▶ PROVIDED ENTRIES
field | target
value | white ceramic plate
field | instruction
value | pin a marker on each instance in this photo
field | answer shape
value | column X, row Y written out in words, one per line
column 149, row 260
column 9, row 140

▶ YOUR INSTRUCTIONS
Rewrite the items above, putting "porcelain" in place of "ceramic" and changing nothing else.

▶ REPLY
field | target
value | white porcelain plate
field | instruction
value | pin a marker on each instance in this photo
field | answer shape
value | column X, row Y written out in words, one per line
column 149, row 260
column 9, row 140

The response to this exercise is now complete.